Aim of the exercise >> Repeat the listing in full, preserving every character.

Material >>
--- Begin ---

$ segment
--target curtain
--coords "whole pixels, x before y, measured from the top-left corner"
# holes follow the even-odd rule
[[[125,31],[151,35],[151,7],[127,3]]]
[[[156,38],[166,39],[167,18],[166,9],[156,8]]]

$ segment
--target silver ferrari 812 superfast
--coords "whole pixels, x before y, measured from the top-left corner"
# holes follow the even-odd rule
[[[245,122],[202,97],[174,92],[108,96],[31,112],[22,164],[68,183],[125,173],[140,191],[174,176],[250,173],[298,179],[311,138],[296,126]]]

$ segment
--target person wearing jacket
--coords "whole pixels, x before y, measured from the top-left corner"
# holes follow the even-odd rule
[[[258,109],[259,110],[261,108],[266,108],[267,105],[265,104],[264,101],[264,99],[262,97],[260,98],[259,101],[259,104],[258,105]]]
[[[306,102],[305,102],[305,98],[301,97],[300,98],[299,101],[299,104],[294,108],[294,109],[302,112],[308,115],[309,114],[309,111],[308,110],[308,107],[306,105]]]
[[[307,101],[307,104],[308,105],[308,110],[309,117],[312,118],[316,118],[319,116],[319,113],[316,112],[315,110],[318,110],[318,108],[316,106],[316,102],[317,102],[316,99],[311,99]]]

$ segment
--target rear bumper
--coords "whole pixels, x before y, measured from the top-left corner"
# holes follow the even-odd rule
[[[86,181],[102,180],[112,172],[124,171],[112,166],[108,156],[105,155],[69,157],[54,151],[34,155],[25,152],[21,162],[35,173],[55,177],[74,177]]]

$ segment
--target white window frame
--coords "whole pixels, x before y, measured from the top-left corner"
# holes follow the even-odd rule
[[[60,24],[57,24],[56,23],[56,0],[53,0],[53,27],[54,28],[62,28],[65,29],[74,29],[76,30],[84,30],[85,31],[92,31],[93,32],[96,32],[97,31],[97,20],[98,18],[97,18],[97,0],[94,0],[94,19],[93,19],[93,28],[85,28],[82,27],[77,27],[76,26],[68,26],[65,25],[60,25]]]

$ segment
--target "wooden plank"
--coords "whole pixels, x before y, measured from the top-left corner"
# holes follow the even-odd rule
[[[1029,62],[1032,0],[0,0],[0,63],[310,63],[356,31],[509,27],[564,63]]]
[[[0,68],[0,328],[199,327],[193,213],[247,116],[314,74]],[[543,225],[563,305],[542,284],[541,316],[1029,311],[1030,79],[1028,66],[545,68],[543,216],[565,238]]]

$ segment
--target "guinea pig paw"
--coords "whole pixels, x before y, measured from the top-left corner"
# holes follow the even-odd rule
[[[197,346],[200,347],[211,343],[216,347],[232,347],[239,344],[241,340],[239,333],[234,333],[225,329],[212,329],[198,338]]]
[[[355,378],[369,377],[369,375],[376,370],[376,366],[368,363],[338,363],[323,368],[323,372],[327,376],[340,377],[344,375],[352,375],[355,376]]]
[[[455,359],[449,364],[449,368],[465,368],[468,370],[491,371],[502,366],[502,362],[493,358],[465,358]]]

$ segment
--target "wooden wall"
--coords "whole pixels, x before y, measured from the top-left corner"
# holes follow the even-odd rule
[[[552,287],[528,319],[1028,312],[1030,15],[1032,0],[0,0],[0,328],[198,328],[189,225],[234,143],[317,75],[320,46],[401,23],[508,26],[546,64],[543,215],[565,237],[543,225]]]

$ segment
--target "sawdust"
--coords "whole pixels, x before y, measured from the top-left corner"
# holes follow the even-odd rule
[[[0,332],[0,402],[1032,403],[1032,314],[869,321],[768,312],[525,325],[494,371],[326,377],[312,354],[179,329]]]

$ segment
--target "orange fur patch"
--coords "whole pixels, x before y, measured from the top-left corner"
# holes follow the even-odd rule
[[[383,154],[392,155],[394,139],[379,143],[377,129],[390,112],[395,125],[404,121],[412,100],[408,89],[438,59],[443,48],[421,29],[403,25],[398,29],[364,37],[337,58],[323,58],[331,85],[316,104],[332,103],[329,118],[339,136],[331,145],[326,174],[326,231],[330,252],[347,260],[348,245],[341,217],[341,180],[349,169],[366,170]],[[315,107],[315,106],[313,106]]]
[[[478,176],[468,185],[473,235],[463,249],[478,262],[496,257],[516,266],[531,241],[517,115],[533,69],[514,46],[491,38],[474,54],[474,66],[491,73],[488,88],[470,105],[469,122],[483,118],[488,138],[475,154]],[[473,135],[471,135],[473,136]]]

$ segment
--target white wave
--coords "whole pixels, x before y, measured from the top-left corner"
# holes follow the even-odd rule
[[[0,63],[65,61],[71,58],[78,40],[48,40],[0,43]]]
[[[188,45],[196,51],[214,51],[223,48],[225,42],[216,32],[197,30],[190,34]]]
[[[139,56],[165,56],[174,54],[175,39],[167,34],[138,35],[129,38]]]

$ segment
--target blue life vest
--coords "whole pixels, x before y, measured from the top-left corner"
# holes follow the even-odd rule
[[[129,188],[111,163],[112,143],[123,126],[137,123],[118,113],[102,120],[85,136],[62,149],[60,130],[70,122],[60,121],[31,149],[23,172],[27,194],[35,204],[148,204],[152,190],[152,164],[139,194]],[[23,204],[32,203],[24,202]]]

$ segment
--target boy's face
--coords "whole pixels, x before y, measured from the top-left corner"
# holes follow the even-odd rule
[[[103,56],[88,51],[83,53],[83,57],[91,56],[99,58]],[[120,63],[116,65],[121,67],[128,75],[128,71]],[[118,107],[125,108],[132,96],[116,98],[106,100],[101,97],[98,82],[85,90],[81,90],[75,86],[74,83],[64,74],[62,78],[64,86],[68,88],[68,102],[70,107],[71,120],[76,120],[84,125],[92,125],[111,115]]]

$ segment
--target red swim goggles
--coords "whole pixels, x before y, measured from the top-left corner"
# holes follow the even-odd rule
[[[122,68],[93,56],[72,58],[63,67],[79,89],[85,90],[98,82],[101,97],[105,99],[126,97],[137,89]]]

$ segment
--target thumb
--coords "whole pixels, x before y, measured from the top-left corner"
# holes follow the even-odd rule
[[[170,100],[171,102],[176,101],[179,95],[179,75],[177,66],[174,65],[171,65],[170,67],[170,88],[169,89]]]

--- End ---

Solution to this exercise >>
$ segment
--target curtain
--coords "whole pixels, x before y, measured from the top-left corner"
# holes follow the even-odd rule
[[[125,31],[151,35],[151,7],[127,3]]]
[[[156,38],[166,39],[167,18],[166,9],[156,8]]]

$ segment
--target silver ferrari 812 superfast
--coords "whole pixels, x before y, measured from the top-left corner"
# holes follow the even-odd rule
[[[245,122],[202,97],[174,92],[108,96],[31,112],[22,164],[68,183],[125,173],[140,191],[174,176],[250,173],[298,179],[311,138],[296,126]]]

$ segment
--target person wearing jacket
--coords "whole pixels, x before y, measured from the top-left corner"
# holes follow the even-odd rule
[[[258,109],[259,110],[261,108],[266,108],[267,105],[265,104],[264,101],[264,99],[262,97],[260,98],[259,101],[259,104],[258,105]]]
[[[306,102],[305,102],[305,98],[301,97],[300,98],[299,101],[299,104],[294,108],[294,109],[302,112],[308,115],[309,114],[309,111],[308,110],[308,107],[306,105]]]
[[[307,101],[307,104],[308,105],[308,110],[309,117],[312,118],[316,118],[319,116],[319,113],[316,112],[315,110],[318,110],[318,108],[316,106],[316,102],[317,102],[316,99],[311,99]]]

$ segment
--target rear bumper
--coords "whole pixels, x before y, measured from the top-left corner"
# holes follow the even-odd rule
[[[86,181],[102,180],[112,172],[124,171],[112,166],[108,156],[105,155],[69,157],[54,151],[34,155],[25,152],[21,162],[35,173],[55,177],[74,177]]]

$ segment
--target white window frame
--coords "whole pixels, x before y, measured from the top-left corner"
# holes follow the even-odd rule
[[[60,24],[57,24],[56,23],[56,0],[53,0],[53,27],[54,28],[62,28],[65,29],[74,29],[76,30],[84,30],[85,31],[92,31],[93,32],[96,32],[97,31],[97,20],[98,18],[97,18],[97,0],[94,0],[94,19],[93,19],[93,28],[85,28],[82,27],[77,27],[76,26],[68,26],[65,25],[60,25]]]

$ segment
--target "wooden plank"
--coords "whole pixels, x before y, measured from the top-left corner"
# holes follow the even-odd rule
[[[1029,62],[1032,0],[0,0],[0,63],[310,63],[356,31],[509,27],[564,63]]]
[[[0,68],[0,328],[199,327],[193,213],[247,116],[314,74]],[[543,225],[563,305],[542,284],[541,316],[1029,311],[1030,79],[1028,66],[545,68],[543,216],[565,238]]]

$ segment
--target "guinea pig paw"
--coords "whole pixels, x before y, measured from the top-left corner"
# holes follow the even-odd rule
[[[197,346],[200,347],[211,343],[216,347],[232,347],[239,344],[241,340],[239,333],[234,333],[225,329],[212,329],[198,338]]]
[[[355,378],[369,377],[369,375],[376,370],[376,366],[368,363],[338,363],[323,368],[323,372],[327,376],[340,377],[344,375],[352,375],[355,376]]]
[[[455,359],[449,364],[449,368],[465,368],[468,370],[491,371],[502,366],[502,362],[493,358],[465,358]]]

$ segment
--target "wooden wall"
--coords "whole pixels, x before y, measured from the top-left corner"
# holes follow the even-odd rule
[[[552,287],[528,319],[1028,312],[1030,15],[1032,0],[0,0],[0,328],[198,328],[189,225],[234,143],[317,75],[320,46],[401,23],[508,26],[546,64],[543,215],[565,237],[543,225]]]

$ segment
--target "sawdust"
--coords "whole pixels, x before y, measured from the top-left corner"
# holes follow the even-odd rule
[[[0,332],[0,402],[1032,403],[1032,314],[869,321],[768,312],[525,325],[494,371],[326,377],[312,354],[179,329]]]

$ segment
--target "orange fur patch"
--coords "whole pixels, x before y, measured from the top-left corner"
# holes follow the even-odd rule
[[[383,154],[392,155],[394,139],[379,143],[377,129],[390,112],[395,125],[404,121],[412,100],[408,89],[438,59],[443,48],[421,29],[403,25],[398,29],[364,37],[337,58],[323,58],[331,85],[316,104],[332,103],[329,118],[339,136],[331,145],[326,174],[326,231],[330,252],[347,260],[348,245],[341,217],[341,180],[349,169],[366,170]],[[315,107],[315,106],[313,106]]]
[[[478,176],[468,185],[473,235],[463,249],[478,262],[496,257],[516,266],[531,241],[517,115],[533,69],[514,46],[491,38],[474,54],[474,66],[491,73],[488,88],[470,105],[469,122],[483,118],[488,138],[475,154]],[[473,135],[471,135],[473,136]]]

$ segment
--target white wave
--coords "whole pixels, x before y, measured from the top-left corner"
# holes follow the even-odd rule
[[[0,63],[65,61],[71,58],[78,40],[48,40],[0,43]]]
[[[188,45],[196,51],[214,51],[223,48],[225,42],[216,32],[197,30],[190,34]]]
[[[139,56],[165,56],[174,54],[175,39],[167,34],[138,35],[129,38]]]

$ segment
--target blue life vest
--coords "whole pixels, x before y, measured from the top-left corner"
# holes follow the even-odd rule
[[[129,188],[111,163],[112,143],[123,126],[137,123],[118,113],[102,120],[85,136],[62,149],[60,130],[70,122],[60,121],[31,149],[23,172],[27,194],[35,204],[148,204],[152,190],[152,164],[139,194]],[[23,204],[32,203],[24,202]]]

$ segment
--target boy's face
--coords "whole pixels, x before y, measured from the top-left corner"
# holes follow the even-odd rule
[[[103,56],[88,51],[83,53],[83,57],[91,56],[99,58]],[[120,63],[116,65],[121,67],[128,75],[128,71]],[[118,107],[125,108],[132,96],[116,98],[106,100],[101,97],[98,82],[85,90],[81,90],[75,86],[74,83],[64,74],[62,78],[64,86],[68,88],[68,102],[70,107],[71,120],[76,120],[84,125],[92,125],[111,115]]]

$ segment
--target red swim goggles
--coords "whole pixels, x before y, measured from the top-left corner"
# holes follow the even-odd rule
[[[122,68],[93,56],[72,58],[63,67],[79,89],[85,90],[98,82],[101,97],[105,99],[126,97],[137,89]]]

$ segment
--target thumb
--coords "whole pixels, x before y, measured from the top-left corner"
# holes follow the even-odd rule
[[[170,100],[171,102],[176,101],[179,95],[179,75],[177,66],[174,65],[171,65],[170,67],[170,88],[169,89]]]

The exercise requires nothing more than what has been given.